## Texte source
◆ ◆ ◆

Marc Le Pape et Claudine Vidal (chercheurs au CNRS) refusent de publier un article sur le rapport de la mission d’information parlementaire française dans le Rapport 1999 de l’Observatoire permanent de la coopération française (un observatoire qui ferait bien de changer de nom) sous prétexte que le rapport comporterait aussi le texte de FX Verschaves, Président de Survie, dont ils réprouvent soudainement les méthodes, après avoir collaboré de longues années avec lui. Polémiques à rebondissement.
Episode 1 "Où Marc Le Pape semble se satisfaire du dit rapport"
" Ce rapport est très critique. Toutefois il ne transforme pas ses critiques en démarche de dénonciation comme le font depuis 1994 nombres de publications concernant la politique conduite par la France au Rwanda. (...) La mission parlementaire a adopté une démarche qui se fixe comme objectif d’éviter toute logique dénonciatrice, non sans mettre en cause " le silence de l’exécutif, qui s’explique largement par les traditions de discrétion, sinon de secret, cultivées par notre diplomatie et notre défense. (...) Il a pu sembler, beaucoup l’ont dit, qu’ils (les auditionnés) avaient été ménagés par les parlementaires lors de leurs auditions, que les questions manquaient d’agressivité et de pertinence. Ce type de critique traduit le jugement sceptique dominant dont la mission était l’objet. (...) Tous les responsables auditionnés n ’approuvent pas aujourd’hui la ligne d’action suivie entre 1990 et 1994 (s’engager fortement pour éviter le pire). Le Général Quesnot affirme que dés février 1993, il avait douté de la volonté du Front Patriotique rwandais d’arriver à un accord de partage du pouvoir avec les forces en place à Kigali ; il avait le sentiment que le FPR cherchait la victoire militaire. (...) Paul Dijoud également, ancien directeur des affaires africaines et malgaches, reconnaît rétrospectivement qu’en effet le FPR " n’a jamais poursuivi d’autre objectif que la victoire totale " (...) Cela revient à dire que les choix faits entre 1990 et 1993 n’étaient pas vraiment clairvoyants, car ils supposaient une volonté de coopération entre protagonistes rwandais alors que celle-ci était tout à fait improbable, en tous cas du côté du FPR et des extrémistes influents dans les cercles du pouvoir. " [Le Rwanda au Parlement. Une enquête sur la tragédie rwandaise Marc La Pape, Esprit n°252, mai 1999 (p.81-92) ]
[Commentaire : Le Pape donne donc un bon point à la mission d’information qui évite de tomber dans la simplicité dénonciatrice adoptée, d’après lui, par de nombreuses publications, journalistes... Comme quoi, on n’attendait pas la même chose de ce rapport.

◆ ◆ ◆

[Entrées d'identification de lieux]
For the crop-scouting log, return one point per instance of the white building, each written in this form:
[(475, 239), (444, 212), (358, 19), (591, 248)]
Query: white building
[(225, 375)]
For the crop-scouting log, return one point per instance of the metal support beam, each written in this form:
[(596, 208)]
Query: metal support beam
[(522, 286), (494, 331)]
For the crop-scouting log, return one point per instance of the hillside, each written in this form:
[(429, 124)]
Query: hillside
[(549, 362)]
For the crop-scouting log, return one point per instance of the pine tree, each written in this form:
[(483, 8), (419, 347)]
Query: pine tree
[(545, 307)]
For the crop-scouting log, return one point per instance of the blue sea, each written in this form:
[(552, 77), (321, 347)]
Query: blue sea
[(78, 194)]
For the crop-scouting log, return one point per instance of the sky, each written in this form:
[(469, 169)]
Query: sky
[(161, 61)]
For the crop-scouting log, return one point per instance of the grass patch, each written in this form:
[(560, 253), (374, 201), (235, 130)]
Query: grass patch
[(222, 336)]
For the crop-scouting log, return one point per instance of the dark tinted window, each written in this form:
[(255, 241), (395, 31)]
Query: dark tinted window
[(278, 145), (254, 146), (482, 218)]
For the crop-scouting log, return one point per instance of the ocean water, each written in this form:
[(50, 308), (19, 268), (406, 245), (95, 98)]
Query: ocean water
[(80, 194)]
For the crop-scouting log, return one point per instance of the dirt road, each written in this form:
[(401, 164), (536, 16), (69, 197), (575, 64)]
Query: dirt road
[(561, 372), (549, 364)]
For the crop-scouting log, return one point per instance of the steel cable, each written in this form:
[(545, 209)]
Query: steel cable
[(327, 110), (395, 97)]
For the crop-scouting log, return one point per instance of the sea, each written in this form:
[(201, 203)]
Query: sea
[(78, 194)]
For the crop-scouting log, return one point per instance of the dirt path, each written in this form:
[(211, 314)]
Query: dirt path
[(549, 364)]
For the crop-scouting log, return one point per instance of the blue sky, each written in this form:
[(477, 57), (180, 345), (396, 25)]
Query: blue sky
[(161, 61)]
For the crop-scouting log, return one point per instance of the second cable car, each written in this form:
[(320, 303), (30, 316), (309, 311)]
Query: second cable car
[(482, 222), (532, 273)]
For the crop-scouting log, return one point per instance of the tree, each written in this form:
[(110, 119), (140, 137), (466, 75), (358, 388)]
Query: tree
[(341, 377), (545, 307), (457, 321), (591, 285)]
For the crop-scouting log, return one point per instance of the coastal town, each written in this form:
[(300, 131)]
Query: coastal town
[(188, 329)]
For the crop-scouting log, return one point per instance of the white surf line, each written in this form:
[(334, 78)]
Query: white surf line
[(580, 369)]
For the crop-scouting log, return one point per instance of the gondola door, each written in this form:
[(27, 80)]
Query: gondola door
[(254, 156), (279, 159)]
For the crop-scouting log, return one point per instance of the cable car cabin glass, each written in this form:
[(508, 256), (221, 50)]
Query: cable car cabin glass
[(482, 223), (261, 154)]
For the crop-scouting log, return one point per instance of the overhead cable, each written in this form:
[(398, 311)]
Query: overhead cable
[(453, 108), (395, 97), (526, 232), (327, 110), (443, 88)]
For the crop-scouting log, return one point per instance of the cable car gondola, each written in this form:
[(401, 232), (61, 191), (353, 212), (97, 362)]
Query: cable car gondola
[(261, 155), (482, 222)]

◆ ◆ ◆

## Tâches et exercices
**a)** Selon le texte sur le rapport parlementaire, depuis quand le Général Quesnot dit-il avoir douté que le FPR veuille parvenir à un accord de partage du pouvoir ?
**b)** Prolongez le texte sur le rapport parlementaire à partir de sa dernière phrase.
Ces entrées n'ont aucun rôle ici.

## Corrigé des exercices
**a)** Depuis février 1993.

**b)**
Le rapport de la Mission insiste sur les erreurs d’appréciation de la France au Rwanda. Le Pape estime lui que la France a surtout mal apprécié la volonté de coopération du FPR. C’est semble-t-il sa seule erreur. Même si le FPR était là pour gagner la guerre, nous ne pensons pas que l’armée rwandaise épaulée par l’armée française était là pour la perdre. Réduire l’erreur d’appréciation à ce seul point, c’est nier l’engagement total de la France auprès d’un régime sanglant et reconnu comme tel. Il suffit en fait de relever deux points du rapport de la Mission, deux points seulement pour réduire à néant toute cette langue de bois "experte". Le premier est la reconnaissance par nos parlementaires du fait que le génocide a été organisé par le GIR, gouvernement intérimaire rwandais. Le second est qu’ils reconnaissent également la visite officielle à Paris le 27 avril 1994 du ministre des affaires étrangères de ce gouvernement, confirmant qu’il y a eu reconnaissance officielle du GIR. Jean-Bosco Barayagwiza le chef de la CDR, le parti hutu ouvertement génocidaire de l’akazu Habyarimana, accompagnait le ministre des affaires étrangères. Cette délégation a été reçue à l’Élysée par la cellule africaine, et, à Matignon, par Édouard Balladur et Alain Juppé. Cette rencontre du 27 avril avec ces personnages n’est pas qu’une faute politique. C’est, au minimum, la preuve que l’Élysée n’a pas voulu arrêter le génocide. Pendant ces trois mois qu’a duré le génocide, les tueurs avaient donc l’appui des dirigeants français. Liaison-Rwanda].
" Où Le Pape et Vidal passent à l’offensive et critiquent Survie "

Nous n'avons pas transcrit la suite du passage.